# [Given exercise]
Find "Curation note — class label: man in profile" in the data, then restate the line it sits in and every later line word for word, ending with the last line.

════

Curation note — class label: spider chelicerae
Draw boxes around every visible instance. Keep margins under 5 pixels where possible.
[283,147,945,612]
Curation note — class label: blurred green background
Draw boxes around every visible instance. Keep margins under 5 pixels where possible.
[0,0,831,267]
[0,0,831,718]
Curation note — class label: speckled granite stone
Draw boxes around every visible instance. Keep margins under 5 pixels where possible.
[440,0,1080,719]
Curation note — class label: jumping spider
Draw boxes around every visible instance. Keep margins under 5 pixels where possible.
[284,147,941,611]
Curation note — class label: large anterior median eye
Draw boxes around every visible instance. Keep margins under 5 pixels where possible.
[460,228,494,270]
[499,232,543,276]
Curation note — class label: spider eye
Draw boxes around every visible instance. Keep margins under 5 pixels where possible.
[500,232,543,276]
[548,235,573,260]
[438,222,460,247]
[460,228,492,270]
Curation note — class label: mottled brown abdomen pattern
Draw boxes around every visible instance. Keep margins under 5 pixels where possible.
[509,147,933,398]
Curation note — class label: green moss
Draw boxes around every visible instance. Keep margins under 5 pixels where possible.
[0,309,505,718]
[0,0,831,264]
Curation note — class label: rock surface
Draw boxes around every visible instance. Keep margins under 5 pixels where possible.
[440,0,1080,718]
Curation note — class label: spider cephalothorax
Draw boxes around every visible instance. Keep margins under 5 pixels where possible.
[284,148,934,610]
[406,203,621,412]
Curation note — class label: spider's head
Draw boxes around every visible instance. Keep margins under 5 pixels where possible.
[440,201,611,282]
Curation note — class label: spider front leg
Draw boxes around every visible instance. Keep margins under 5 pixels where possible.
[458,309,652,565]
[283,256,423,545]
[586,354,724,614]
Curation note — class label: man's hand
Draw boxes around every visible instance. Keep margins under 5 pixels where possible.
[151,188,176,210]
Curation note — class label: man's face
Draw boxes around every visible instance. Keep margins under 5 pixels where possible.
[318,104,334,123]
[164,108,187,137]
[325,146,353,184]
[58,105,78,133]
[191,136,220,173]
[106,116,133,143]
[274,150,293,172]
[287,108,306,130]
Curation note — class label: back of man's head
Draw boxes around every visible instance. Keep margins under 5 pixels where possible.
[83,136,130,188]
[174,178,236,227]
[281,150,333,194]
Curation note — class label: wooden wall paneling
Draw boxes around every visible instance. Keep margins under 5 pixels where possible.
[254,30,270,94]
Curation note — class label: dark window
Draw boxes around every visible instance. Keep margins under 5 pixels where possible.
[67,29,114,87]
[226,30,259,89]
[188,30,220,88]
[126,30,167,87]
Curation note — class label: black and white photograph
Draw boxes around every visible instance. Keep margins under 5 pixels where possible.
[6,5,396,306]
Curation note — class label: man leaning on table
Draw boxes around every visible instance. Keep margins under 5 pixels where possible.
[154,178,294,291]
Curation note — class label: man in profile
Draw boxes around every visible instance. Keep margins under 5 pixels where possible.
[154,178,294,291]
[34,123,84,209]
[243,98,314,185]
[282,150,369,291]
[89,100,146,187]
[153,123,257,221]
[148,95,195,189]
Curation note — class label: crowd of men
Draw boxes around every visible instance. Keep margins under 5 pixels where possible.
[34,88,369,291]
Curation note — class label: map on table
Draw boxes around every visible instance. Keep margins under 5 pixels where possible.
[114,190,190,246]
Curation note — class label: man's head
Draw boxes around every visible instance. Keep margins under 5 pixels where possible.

════

# [Worked solution]
Curation note — class label: man in profile
Draw boxes around every visible instance. Keep margins under 5 pixels where possible.
[154,178,294,291]
[34,123,84,209]
[243,98,314,185]
[282,150,369,291]
[89,100,146,187]
[153,123,257,221]
[148,95,195,189]
Curation note — class label: crowd of men
Draw boxes around every visible instance. Keep margins under 5 pixels where possible.
[34,88,369,291]
Curation note — class label: map on table
Draw boxes around every visible instance. Keep margins under 5 pixels where possible.
[114,190,190,246]
Curation note — class label: man's head
Draw boxes around every visible instance. Keep margins under 5 pixels where possible.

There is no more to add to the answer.